### Document segment
★ ★ ★

Safe Haskell | None |
---|---|
Language | Haskell2010 |
The datasets
package defines three different kinds of datasets:
- Tiny datasets (up to a few tens of rows) are embedded as part of the library source code, as lists of values.
- Small data sets are embedded indirectly (via
file-embed
) in the package as pure values and do not require IO to be downloaded (i.e. the data is loaded and parsed at compile time). - Larger data sets which need to be fetched over the network and are cached in a local temporary directory for subsequent use.
This module defines the getDataset
function for fetching datasets
and utilities for defining new data sets and modifying their options.
It is only necessary to import this module when using fetched data sets.
Embedded data sets can be used directly.
Please refer to the dataset modules for examples.
Synopsis
- getDataset :: (MonadThrow io, MonadIO io) => Dataset a -> io [a]
- data Dataset a = Dataset {
- source :: Source
- temporaryDirectory :: Maybe FilePath
- preProcess :: Maybe (ByteString -> ByteString)
- readAs :: ReadAs a
- data Source
- getDatavec :: (MonadThrow io, MonadIO io, Vector v a) => Dataset a -> io (v a)
- defaultTempDir :: Maybe FilePath -> IO FilePath
- getFileFromSource :: FilePath -> Source -> IO (NonEmpty ByteString)
- readDataset :: ReadAs a -> ByteString -> [a]
- safeReadDataset :: (Vector v a, MonadThrow m) => ReadAs a -> NonEmpty ByteString -> m (v a)
- data ReadAs a where
- JSON :: FromJSON a => ReadAs a
- CSVRecord :: FromRecord a => HasHeader -> DecodeOptions -> ReadAs a
- CSVNamedRecord :: FromNamedRecord a => DecodeOptions -> ReadAs a
- Parsable :: Parser a -> ReadAs a
- ImageFolder :: NonEmpty String -> ReadAs (String, FilePath)
- csvRecord :: FromRecord a => ReadAs a
- csvDataset :: FromRecord a => Source -> Dataset a
- csvHdrDataset :: FromNamedRecord a => Source -> Dataset a
- csvHdrDatasetSep :: FromNamedRecord a => Char -> Source -> Dataset a
- csvDatasetSkipHdr :: FromRecord a => Source -> Dataset a
- jsonDataset :: FromJSON a => Source -> Dataset a
- withPreprocess :: (ByteString -> ByteString) -> Dataset a -> Dataset a
- withTempDir :: FilePath -> Dataset a -> Dataset a
- dropLines :: Int -> ByteString -> ByteString
- fixedWidthToCSV :: ByteString -> ByteString
- removeEscQuotes :: ByteString -> ByteString
- fixAmericanDecimals :: ByteString -> ByteString
- parseReadField :: Read a => Field -> Parser a
- parseDashToCamelField :: Read a => Field -> Parser a
- yearToUTCTime :: Double -> UTCTime
- umassMLDB :: Url Http
- uciMLDB :: Url Https
Documentation
getDataset :: (MonadThrow io, MonadIO io) => Dataset a -> io [a] Source #
Load a dataset into memory
A Dataset
contains metadata for loading, caching, preprocessing and parsing data.

★ ★ ★

### Data
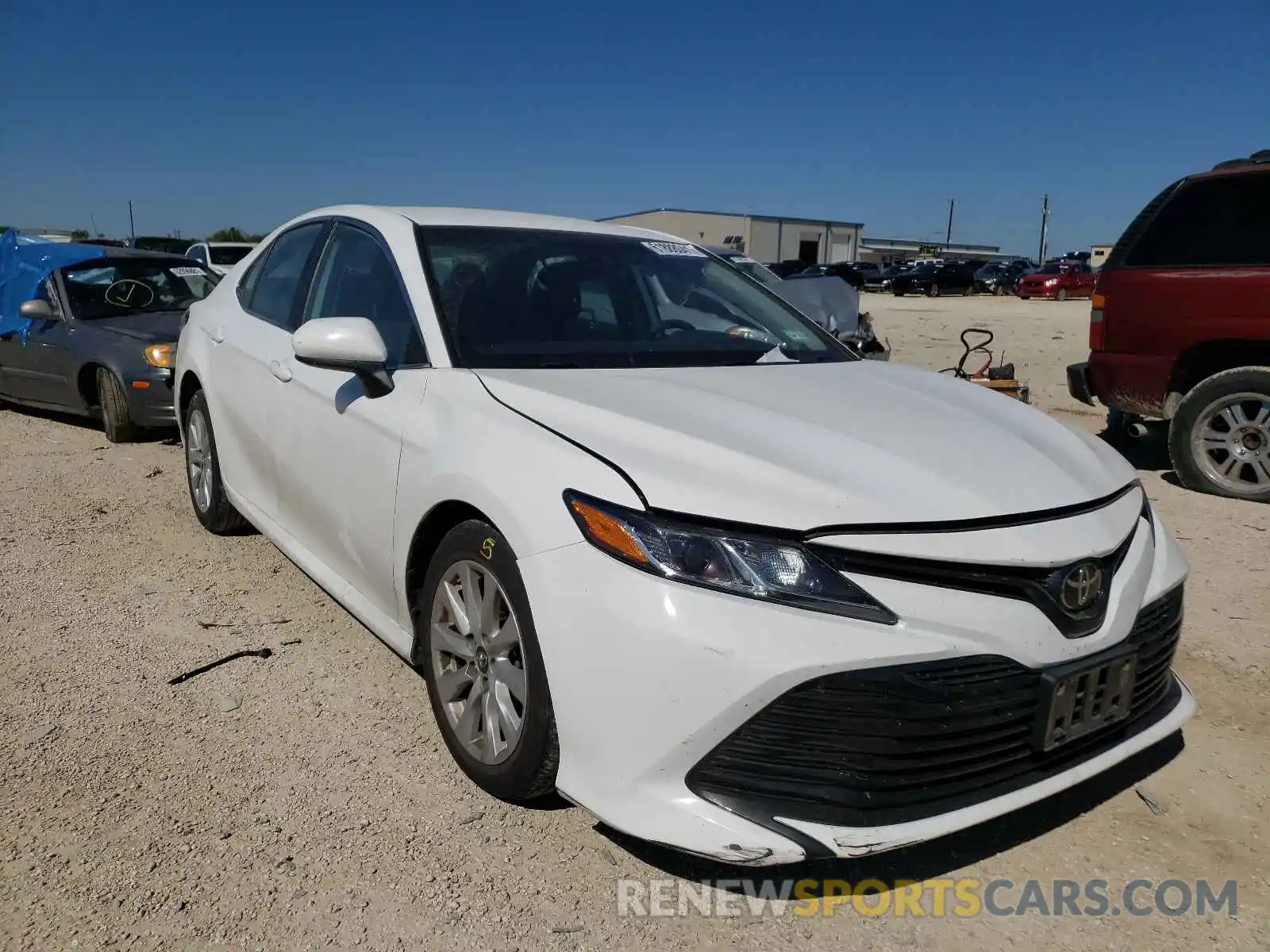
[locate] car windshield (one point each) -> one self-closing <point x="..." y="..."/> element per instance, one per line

★ ★ ★

### Task details
Answer these questions from the datasets documentation:
(a) How are tiny datasets included in the library?
(b) When is it necessary to import this module?
(c) What does the Documentation section say that getDataset does?

### Complete answer
(a) They are embedded in the library source code as lists of values.
(b) Only when using fetched data sets.
(c) It loads a dataset into memory.